:: WHAT YOU WILL DO ::
Write out the lines from the one containing "Could you spot the brick" through the one containing "Could you spot the cow's", both included, exactly as they appear, leaving out the pictures.

╭─ MATERIAL TO PROCESS

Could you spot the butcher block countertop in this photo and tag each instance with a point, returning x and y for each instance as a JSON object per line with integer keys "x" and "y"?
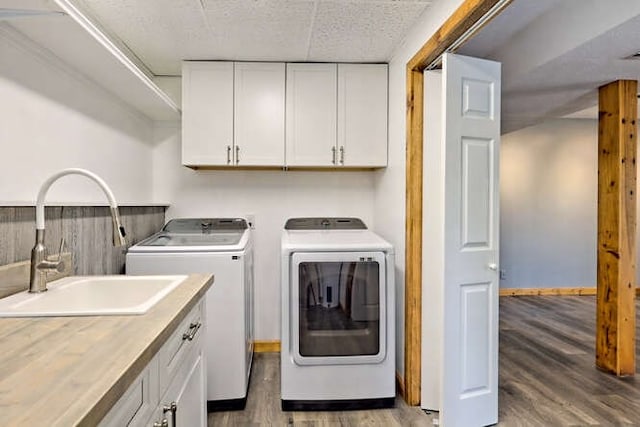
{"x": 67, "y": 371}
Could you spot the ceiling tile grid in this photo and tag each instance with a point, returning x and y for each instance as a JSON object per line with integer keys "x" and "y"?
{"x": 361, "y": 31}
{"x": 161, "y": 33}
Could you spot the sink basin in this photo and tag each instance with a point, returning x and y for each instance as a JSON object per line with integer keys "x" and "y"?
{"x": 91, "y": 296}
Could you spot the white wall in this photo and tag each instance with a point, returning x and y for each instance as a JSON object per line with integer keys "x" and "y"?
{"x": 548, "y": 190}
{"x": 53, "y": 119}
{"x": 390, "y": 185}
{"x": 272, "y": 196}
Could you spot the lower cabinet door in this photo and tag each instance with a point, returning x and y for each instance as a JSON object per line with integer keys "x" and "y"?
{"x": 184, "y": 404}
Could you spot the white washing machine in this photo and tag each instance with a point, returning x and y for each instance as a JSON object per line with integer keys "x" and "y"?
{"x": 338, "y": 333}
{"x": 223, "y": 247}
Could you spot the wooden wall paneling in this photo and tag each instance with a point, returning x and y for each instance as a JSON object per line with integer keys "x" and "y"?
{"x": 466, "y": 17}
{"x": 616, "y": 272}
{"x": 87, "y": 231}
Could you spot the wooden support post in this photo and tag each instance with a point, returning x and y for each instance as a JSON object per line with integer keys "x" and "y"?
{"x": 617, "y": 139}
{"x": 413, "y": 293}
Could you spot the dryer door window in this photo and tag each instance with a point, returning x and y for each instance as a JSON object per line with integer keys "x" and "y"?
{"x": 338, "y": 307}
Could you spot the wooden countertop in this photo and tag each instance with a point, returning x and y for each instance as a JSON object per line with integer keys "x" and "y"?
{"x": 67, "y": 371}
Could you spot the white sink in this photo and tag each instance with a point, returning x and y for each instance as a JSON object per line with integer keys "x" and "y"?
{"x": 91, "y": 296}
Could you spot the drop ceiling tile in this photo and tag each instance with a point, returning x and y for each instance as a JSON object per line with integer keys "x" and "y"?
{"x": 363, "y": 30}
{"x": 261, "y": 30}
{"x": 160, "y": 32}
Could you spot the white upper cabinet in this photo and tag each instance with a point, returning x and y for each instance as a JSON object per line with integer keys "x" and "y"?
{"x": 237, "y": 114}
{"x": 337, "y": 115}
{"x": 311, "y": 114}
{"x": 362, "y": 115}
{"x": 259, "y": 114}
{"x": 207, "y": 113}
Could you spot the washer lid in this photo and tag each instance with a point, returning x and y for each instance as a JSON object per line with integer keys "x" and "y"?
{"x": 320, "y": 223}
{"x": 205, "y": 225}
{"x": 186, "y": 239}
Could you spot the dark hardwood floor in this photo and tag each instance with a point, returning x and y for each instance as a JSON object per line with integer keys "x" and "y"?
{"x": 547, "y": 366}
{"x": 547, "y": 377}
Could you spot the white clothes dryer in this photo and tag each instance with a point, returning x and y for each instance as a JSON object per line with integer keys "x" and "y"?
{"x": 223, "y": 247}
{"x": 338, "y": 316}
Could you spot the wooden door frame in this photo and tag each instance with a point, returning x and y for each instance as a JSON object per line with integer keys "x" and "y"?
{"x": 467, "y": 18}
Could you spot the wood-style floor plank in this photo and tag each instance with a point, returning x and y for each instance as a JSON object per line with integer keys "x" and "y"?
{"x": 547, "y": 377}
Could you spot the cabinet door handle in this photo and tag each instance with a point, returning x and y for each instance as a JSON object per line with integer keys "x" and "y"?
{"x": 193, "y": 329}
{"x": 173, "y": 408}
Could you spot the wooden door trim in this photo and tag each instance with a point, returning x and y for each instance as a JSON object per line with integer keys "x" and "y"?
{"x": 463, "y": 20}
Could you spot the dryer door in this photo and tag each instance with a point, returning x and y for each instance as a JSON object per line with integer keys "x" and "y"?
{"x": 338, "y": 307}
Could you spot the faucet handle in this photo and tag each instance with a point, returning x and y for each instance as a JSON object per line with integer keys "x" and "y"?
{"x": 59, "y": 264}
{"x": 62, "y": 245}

╰─
╭─ MATERIAL TO PROCESS

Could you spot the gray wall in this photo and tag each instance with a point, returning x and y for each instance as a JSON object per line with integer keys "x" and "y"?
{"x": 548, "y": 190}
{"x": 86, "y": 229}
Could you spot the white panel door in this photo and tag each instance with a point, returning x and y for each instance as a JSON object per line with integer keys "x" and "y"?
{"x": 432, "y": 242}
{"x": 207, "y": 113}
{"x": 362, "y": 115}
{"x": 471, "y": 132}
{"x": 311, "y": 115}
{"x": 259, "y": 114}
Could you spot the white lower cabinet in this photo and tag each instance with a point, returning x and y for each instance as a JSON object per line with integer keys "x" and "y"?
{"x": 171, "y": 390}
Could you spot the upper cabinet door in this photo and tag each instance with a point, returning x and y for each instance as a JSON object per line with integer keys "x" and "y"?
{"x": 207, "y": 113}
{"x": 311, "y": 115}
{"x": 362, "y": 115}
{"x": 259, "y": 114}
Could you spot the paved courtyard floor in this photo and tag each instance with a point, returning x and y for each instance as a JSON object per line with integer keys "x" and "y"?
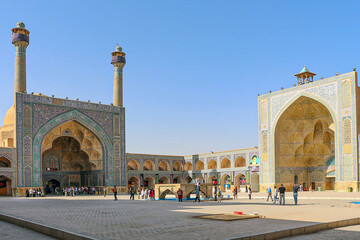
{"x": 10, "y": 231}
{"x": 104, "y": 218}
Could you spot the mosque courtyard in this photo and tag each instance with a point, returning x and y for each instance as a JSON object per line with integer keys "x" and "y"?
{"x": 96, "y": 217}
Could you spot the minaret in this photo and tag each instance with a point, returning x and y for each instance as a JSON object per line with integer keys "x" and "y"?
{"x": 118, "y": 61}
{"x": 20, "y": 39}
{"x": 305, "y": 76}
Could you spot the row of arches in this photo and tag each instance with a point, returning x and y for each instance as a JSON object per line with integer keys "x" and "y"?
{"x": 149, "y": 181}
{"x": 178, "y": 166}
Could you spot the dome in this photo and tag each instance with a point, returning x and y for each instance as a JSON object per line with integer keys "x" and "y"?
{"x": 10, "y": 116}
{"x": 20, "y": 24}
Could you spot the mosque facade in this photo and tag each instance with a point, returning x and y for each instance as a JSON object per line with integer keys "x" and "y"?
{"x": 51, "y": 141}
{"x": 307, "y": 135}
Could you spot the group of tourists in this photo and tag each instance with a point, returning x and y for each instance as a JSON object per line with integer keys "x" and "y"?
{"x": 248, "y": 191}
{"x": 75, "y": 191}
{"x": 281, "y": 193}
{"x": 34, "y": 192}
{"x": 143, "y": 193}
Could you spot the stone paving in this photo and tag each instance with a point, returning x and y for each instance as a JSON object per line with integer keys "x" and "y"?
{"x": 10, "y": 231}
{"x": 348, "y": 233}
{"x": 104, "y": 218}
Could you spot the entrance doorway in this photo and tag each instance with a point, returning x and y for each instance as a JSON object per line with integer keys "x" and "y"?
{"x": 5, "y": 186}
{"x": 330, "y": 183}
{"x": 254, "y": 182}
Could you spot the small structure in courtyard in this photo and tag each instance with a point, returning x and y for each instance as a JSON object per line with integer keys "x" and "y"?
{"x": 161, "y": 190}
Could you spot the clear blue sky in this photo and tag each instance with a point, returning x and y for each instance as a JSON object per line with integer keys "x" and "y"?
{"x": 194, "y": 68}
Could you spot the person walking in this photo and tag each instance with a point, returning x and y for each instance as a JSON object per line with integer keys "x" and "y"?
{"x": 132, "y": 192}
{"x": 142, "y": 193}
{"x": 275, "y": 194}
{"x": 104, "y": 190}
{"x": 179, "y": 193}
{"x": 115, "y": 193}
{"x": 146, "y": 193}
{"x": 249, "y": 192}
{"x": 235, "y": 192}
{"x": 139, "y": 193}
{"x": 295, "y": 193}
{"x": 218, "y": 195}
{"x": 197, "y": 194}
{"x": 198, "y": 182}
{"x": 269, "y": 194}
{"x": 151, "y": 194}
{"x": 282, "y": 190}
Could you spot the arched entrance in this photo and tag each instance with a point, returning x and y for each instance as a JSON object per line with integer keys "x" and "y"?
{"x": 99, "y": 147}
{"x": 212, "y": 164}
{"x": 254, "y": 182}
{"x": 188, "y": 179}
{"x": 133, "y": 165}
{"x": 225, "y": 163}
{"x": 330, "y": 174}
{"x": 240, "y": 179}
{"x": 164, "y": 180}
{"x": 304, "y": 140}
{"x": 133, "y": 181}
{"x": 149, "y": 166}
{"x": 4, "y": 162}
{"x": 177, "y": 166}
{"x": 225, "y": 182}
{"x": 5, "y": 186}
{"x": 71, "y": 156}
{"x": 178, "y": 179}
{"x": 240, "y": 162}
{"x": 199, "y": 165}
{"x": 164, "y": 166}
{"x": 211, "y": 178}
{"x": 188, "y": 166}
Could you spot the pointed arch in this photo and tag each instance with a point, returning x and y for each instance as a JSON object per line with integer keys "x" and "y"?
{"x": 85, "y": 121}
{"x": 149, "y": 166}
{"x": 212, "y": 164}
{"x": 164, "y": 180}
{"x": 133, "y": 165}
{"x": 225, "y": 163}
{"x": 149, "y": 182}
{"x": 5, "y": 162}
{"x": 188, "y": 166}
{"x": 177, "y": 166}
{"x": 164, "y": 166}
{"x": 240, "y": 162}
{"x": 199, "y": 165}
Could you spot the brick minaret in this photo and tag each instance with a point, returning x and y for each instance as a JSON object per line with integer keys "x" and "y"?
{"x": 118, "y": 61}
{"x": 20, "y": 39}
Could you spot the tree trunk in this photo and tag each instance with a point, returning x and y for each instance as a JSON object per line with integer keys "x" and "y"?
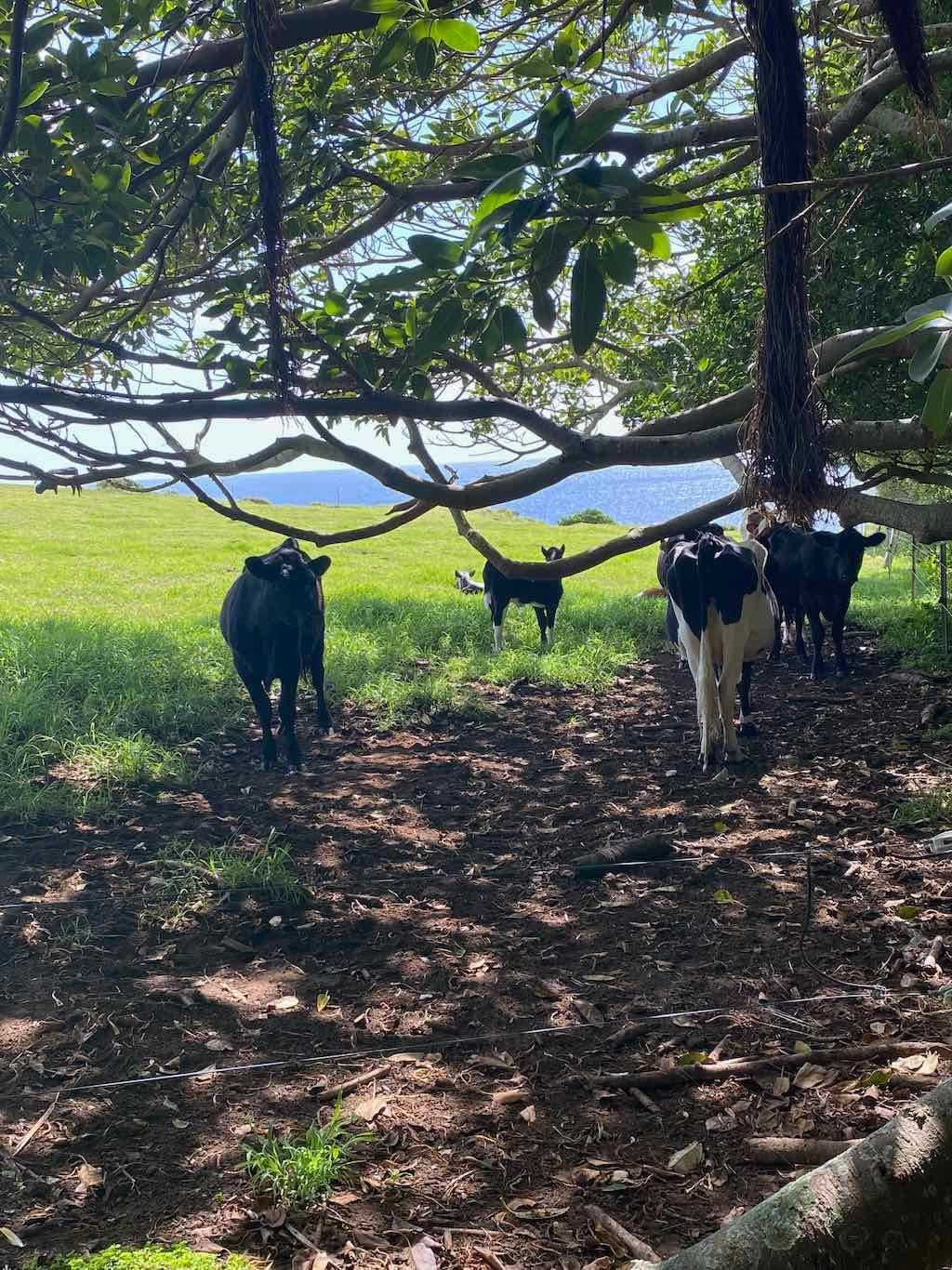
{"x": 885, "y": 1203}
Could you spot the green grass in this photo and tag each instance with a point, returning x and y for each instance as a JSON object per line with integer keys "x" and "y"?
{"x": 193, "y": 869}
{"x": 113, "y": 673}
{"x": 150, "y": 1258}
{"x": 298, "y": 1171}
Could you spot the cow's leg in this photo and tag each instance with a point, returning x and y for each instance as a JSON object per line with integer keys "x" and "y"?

╰─

:: WRITTEN REPLY ::
Could you spot the brick minaret in this photo and tag each instance with a point, returning x and y for each instance as a JSON object per line with integer keys "x" and "y"?
{"x": 118, "y": 61}
{"x": 20, "y": 39}
Could you spot the tree trunk in this photo and tag each instance with a point, returning x and y for each instance as a JSON object per line with integer keys "x" and "y"?
{"x": 885, "y": 1203}
Could you spot the green grass in this photo and tag each instance with a point, returning x and y for each instance as a JSON object per line with integer keys "x" and "y"?
{"x": 193, "y": 869}
{"x": 113, "y": 673}
{"x": 150, "y": 1258}
{"x": 298, "y": 1171}
Could you spot the cow's leg in this photo and tag each instance with a point, returning x and y for each instance as a JSON object per line with integer keys "x" and "y"?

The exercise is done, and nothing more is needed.